> [TESTO ESTRATTO]
════════════════════

Nella campagna Kickstarter, con cui Breton ha raccolto circa 4000€ per terminare il suo progetto, si tenta di solleticare la curiosità dell'utente proponendo un gioco pieno di cose stupide da fare, cose stupide da dire, personaggi stupidi con cui parlare. Si evita di dire che è un gioco stupido, ma questo lo diciamo noi. L'autore elenca poi le proprie ispirazioni: Broken Sword, Myst, Hotel Dusk, Runaway, Gabriel Knight, Discworld, Phoenix Wright. Rieccoci, dunque, per l'ennesima volta a recensire un'avventura grafica umoristica ispirata ai classici del passato che puntualmente di quei classici non ha nemmeno la puzza. Effettivamente elementi presi qua e là si riscontrano in Demetrios: abbiamo l'avventura on the road alla Broken Sword e alla Runaway, un mistero inumidito d'occulto alla Gabriel Knight, l'umorismo paradossale di Discworld e un'interfaccia da visual novel alla Hotel Dusk, ma la scrittura che dovrebbe far da collante a tutti questi elementi scivola ben presto nell'inconsistenza, mandando a farsi benedire l'interesse del giocatore verso la vicenda, la voglia di proseguire e di consigliare questo gioco che non mantiene quasi nulla di ciò che promette.

════════════════════

(Voci di dati salvate)
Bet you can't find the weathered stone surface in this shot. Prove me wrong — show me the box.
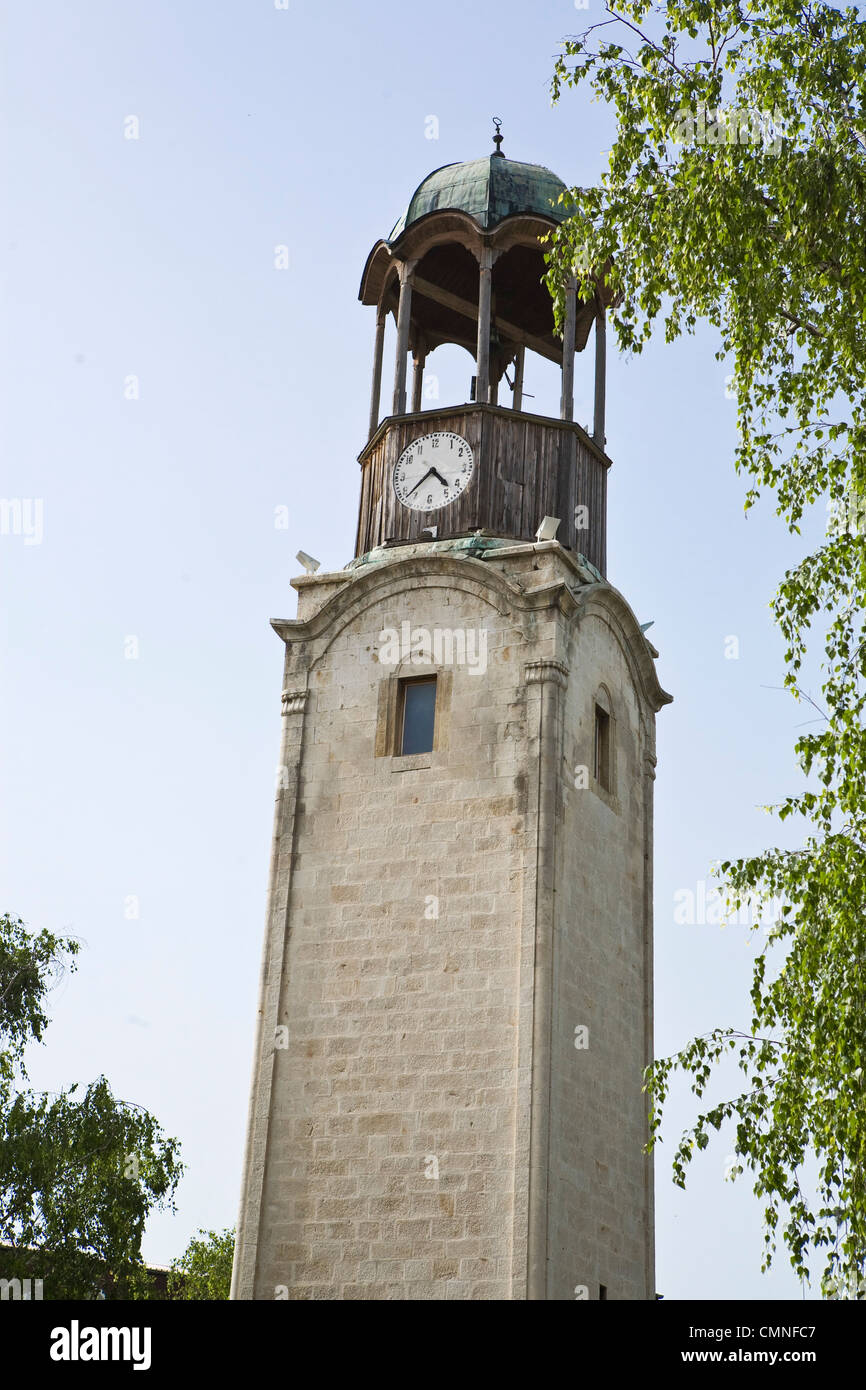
[234,542,667,1300]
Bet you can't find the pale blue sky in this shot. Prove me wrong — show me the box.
[0,0,828,1298]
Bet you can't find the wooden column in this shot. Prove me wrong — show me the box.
[592,291,607,449]
[367,306,385,439]
[475,246,493,402]
[512,348,527,410]
[392,261,416,416]
[411,348,427,416]
[559,279,577,420]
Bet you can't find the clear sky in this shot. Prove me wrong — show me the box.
[0,0,817,1298]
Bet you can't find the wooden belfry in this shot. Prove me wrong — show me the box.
[356,121,610,574]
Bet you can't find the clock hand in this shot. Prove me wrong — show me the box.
[406,468,436,498]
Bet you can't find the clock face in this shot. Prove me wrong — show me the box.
[393,431,474,512]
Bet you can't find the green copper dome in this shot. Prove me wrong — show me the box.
[388,154,567,242]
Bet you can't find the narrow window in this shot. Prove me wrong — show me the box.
[399,676,436,758]
[592,705,610,791]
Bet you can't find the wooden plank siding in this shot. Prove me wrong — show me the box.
[354,404,610,574]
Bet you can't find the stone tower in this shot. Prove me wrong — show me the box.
[232,132,670,1300]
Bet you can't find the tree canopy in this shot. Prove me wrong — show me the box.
[0,916,182,1300]
[549,0,866,1290]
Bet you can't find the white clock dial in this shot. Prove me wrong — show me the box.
[393,431,474,512]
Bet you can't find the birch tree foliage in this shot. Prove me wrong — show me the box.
[548,0,866,1295]
[0,915,182,1300]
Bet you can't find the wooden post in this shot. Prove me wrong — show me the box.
[592,291,607,449]
[392,261,416,416]
[512,348,527,410]
[411,346,427,416]
[559,279,577,420]
[367,306,385,439]
[475,246,493,402]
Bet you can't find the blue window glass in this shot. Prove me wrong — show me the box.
[400,680,436,756]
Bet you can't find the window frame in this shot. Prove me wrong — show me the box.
[395,671,439,758]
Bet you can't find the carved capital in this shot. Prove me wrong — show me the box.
[282,691,307,714]
[524,662,569,689]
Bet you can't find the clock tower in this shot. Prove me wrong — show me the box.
[232,126,670,1300]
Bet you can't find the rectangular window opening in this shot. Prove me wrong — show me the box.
[398,676,436,758]
[592,705,610,791]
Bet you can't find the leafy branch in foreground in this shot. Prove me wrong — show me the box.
[548,0,866,1287]
[0,916,182,1300]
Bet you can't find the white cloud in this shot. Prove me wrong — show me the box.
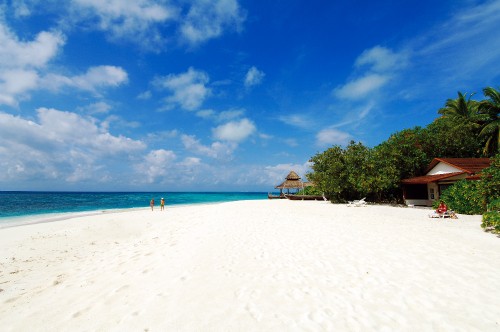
[0,22,64,106]
[196,109,245,122]
[279,114,314,129]
[245,66,266,88]
[333,46,407,100]
[212,118,256,142]
[137,91,153,100]
[154,67,211,111]
[180,0,245,46]
[0,108,145,182]
[0,22,64,69]
[355,46,406,73]
[136,149,177,183]
[70,0,174,47]
[181,135,237,160]
[334,74,390,100]
[78,101,112,114]
[316,128,352,146]
[42,66,128,93]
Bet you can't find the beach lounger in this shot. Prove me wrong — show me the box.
[347,197,366,207]
[429,210,458,219]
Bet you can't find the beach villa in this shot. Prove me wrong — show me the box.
[401,158,491,206]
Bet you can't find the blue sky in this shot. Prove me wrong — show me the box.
[0,0,500,191]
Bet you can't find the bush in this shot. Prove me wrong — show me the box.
[440,180,484,214]
[481,198,500,234]
[481,211,500,234]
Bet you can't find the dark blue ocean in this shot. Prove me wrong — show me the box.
[0,191,267,223]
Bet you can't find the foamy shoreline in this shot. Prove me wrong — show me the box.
[0,200,500,331]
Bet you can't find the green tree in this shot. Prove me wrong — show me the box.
[421,116,485,158]
[375,127,432,179]
[478,87,500,156]
[306,145,345,202]
[438,91,478,123]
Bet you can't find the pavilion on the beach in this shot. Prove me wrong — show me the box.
[274,171,312,197]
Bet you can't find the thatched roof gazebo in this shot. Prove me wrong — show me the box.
[267,171,325,200]
[274,171,311,196]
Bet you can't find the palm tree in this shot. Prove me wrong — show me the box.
[478,87,500,156]
[438,91,478,123]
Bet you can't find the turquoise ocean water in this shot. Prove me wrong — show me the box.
[0,191,267,227]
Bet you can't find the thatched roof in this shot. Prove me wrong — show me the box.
[274,171,306,189]
[286,171,300,180]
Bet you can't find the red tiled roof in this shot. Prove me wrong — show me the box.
[401,172,466,184]
[426,158,491,174]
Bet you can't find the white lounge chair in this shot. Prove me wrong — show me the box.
[347,197,366,207]
[429,210,458,219]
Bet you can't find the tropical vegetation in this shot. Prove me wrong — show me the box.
[307,87,500,232]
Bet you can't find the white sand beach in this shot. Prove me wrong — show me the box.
[0,200,500,332]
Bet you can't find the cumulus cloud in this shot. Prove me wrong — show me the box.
[278,114,314,129]
[316,128,352,146]
[196,109,245,122]
[245,66,266,88]
[70,0,178,47]
[136,149,177,183]
[334,74,390,100]
[43,66,128,93]
[212,118,257,142]
[0,108,145,182]
[180,0,245,46]
[333,46,406,100]
[154,67,211,111]
[0,22,64,106]
[0,22,64,69]
[181,135,237,160]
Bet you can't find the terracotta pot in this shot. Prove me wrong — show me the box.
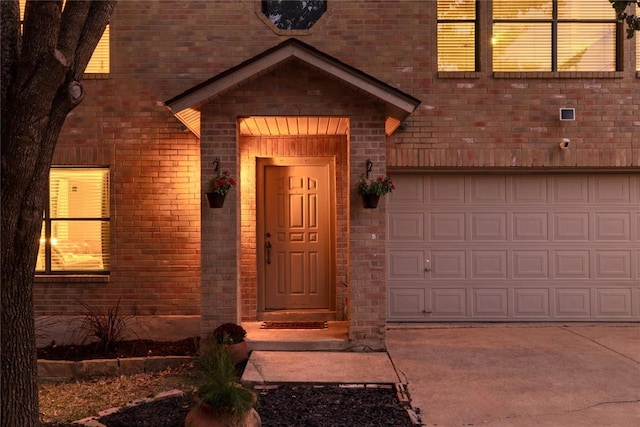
[362,194,380,209]
[184,403,262,427]
[206,193,226,208]
[227,341,249,365]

════════════════════

> [DA FARE]
1: Riduci a un elenco puntato il paragrafo della recensione che inizia con «Nella campagna Kickstarter», conservandone i fatti principali.
2: Prosegui la recensione di Demetrios a partire dall'ultima frase riportata.

> [RISPOSTE PER COMPITO]
1:
- Con la campagna Kickstarter Breton ha raccolto circa 4000€ per terminare il progetto.
- La campagna promette un gioco pieno di cose stupide da fare e da dire e di personaggi stupidi con cui parlare.
- Le ispirazioni dichiarate sono Broken Sword, Myst, Hotel Dusk, Runaway, Gabriel Knight, Discworld e Phoenix Wright.
- È l'ennesima avventura grafica umoristica ispirata ai classici che di quei classici non ha nulla.
- Demetrios riprende alcuni elementi da quei titoli:
  - l'avventura on the road di Broken Sword e Runaway;
  - il mistero con venature occulte di Gabriel Knight;
  - l'umorismo paradossale di Discworld;
  - l'interfaccia da visual novel di Hotel Dusk.
- La scrittura, che dovrebbe tenere insieme questi elementi, diventa presto inconsistente.
- Questo spegne l'interesse per la vicenda, la voglia di proseguire e quella di consigliare il gioco, che non mantiene quasi nulla di ciò che promette.

2:
Tutto ciò, naturalmente a posteriori, non sorprende. Il problema fondamentale risiede nei personaggi, ma soprattutto nel protagonista Bjorn, che è una sorta di degenerazione del baby boomer, guastato da un'idiozia che non attira simpatie né risulta credibile, senza profondità psicologica, smarrito dentro alle balle che l'autore gli mette in bocca per strappare disperatamente un sorriso al giocatore, probabilmente stordito dalla propria logorrea (per una volta tanto l'assenza di doppiaggio è un pregio). Quantità sopra la qualità è il segno particolare di questo genere di avventure. E le trovatine non sono solo verbali, ma anche figurative, con rimandi più o meno espliciti a organi sessuali, alla defecazione, ad un degrado iconoclasta che volgarizza praticamente qualsiasi cosa ma che non ha nessuno scopo preciso.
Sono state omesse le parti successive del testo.